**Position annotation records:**

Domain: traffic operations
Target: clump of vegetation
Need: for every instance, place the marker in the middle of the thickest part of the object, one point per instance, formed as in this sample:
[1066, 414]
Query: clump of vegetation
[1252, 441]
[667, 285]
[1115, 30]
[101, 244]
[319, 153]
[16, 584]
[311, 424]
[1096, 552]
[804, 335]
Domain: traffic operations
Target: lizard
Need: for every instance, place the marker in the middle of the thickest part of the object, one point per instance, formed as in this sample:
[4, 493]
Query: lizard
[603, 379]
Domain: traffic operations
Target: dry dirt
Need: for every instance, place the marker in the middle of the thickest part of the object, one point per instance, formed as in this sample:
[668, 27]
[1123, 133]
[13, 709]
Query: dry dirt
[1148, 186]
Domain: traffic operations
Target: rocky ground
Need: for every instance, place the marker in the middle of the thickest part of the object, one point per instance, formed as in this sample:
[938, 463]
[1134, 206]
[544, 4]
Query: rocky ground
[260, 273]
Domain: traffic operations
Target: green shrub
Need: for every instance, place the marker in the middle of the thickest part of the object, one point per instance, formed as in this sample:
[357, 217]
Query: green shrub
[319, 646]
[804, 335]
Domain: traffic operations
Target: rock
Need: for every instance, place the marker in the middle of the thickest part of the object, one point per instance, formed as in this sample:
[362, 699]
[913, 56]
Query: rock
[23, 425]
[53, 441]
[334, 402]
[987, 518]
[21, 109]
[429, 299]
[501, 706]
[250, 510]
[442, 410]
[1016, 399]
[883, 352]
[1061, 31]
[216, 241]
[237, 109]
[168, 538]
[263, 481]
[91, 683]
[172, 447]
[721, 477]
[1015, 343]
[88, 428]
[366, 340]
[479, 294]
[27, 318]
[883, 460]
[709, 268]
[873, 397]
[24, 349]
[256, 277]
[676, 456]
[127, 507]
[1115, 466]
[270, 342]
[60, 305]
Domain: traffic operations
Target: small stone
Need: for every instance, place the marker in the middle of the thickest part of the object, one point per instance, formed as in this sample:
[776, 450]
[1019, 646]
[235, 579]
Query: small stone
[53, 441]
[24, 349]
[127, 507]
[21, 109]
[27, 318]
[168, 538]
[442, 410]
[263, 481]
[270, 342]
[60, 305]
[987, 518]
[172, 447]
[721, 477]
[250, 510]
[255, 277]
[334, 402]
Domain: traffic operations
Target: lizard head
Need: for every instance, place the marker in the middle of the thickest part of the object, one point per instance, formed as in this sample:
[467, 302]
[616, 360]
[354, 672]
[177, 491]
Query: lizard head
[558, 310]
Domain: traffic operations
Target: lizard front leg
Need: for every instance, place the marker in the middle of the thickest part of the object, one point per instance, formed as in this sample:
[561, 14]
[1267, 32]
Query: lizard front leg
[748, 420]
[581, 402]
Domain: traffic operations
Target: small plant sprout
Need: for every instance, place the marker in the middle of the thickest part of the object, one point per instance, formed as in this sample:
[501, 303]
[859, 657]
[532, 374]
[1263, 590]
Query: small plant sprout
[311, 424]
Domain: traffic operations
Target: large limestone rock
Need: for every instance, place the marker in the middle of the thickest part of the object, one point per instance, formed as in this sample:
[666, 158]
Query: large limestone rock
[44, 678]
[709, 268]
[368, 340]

**Written task:**
Would you give the material above again, complete and exact?

**Exercise result:**
Domain: traffic operations
Target: clump of vegetation
Need: for every instance, place the marker in the middle of the thickest part of the object, one point per instance, formed as in this sample:
[1066, 414]
Query: clump of vegetation
[1252, 441]
[667, 285]
[1115, 30]
[101, 244]
[319, 153]
[16, 584]
[311, 424]
[1096, 552]
[804, 335]
Domain: traffic operations
Target: lizard
Need: for every instance, place the marker in the middle of the thickest part of the object, one point per instance, formed as in this sample:
[4, 493]
Query: lizard
[603, 379]
Domain: traffic operations
Target: dry dirt
Need: for every instance, place the marker in the middle of the thickest part of the object, one point per instance, formed as in this sample:
[668, 27]
[1123, 133]
[13, 709]
Query: dry dirt
[1148, 186]
Domain: traffic operations
Target: rocky ground
Need: for every instance, place the marker in the middle of the thickest part of the object, one point per instance, formed as in this sample:
[938, 463]
[1134, 206]
[544, 4]
Query: rocky ground
[260, 273]
Domain: traffic operations
Target: green shrub
Need: for every instance, place the marker in the middle of the thickest part of the object, one point per instance, formed as in this sample:
[357, 217]
Query: green shrub
[319, 646]
[804, 335]
Domain: traffic operations
Target: rock
Need: for every instance, place the marker in the middle of the thickest part of the object, one point per instance, formed as in this sample:
[362, 699]
[913, 56]
Query: rock
[23, 425]
[53, 441]
[334, 402]
[987, 518]
[21, 109]
[429, 299]
[501, 706]
[250, 510]
[442, 410]
[1016, 399]
[883, 352]
[1061, 31]
[216, 241]
[237, 109]
[168, 538]
[263, 481]
[91, 683]
[172, 447]
[721, 477]
[1015, 343]
[88, 428]
[366, 340]
[479, 294]
[27, 318]
[883, 460]
[709, 268]
[873, 397]
[24, 349]
[256, 277]
[676, 456]
[127, 507]
[1115, 466]
[270, 342]
[60, 305]
Domain: traffic operations
Target: small stone
Need: for every instance, place the marker in the middle of the thickest part of the object, one point per instance, formed as in this sample:
[776, 450]
[1019, 646]
[235, 579]
Query: small stone
[53, 441]
[24, 349]
[127, 507]
[21, 109]
[27, 318]
[168, 538]
[442, 410]
[263, 481]
[270, 342]
[60, 305]
[987, 518]
[172, 447]
[721, 477]
[250, 510]
[255, 277]
[334, 402]
Domain: traffic operations
Target: lizard head
Need: for every instance, place the marker in the middle of the thickest part of the object, one point per instance, formed as in this sample:
[467, 302]
[616, 360]
[354, 672]
[177, 491]
Query: lizard head
[558, 310]
Domain: traffic operations
Target: lizard front leg
Need: for every instance, place the marker in the middle of the thickest part of the object, one point per instance, formed as in this sample:
[561, 14]
[1267, 32]
Query: lizard front leg
[748, 420]
[581, 402]
Domain: traffic operations
Target: small plant sprout
Need: for every instance, place the marker in the middle of the thickest part of the object, one point per instance, formed as in this sample:
[501, 303]
[859, 657]
[532, 374]
[1263, 590]
Query: small plant sprout
[311, 424]
Domain: traffic operations
Target: large limestone rock
Need: for every instance, place the marker in the middle of the thickest part of the object, one point per instance, formed as in this sample:
[666, 158]
Query: large limestone rock
[44, 678]
[709, 268]
[368, 340]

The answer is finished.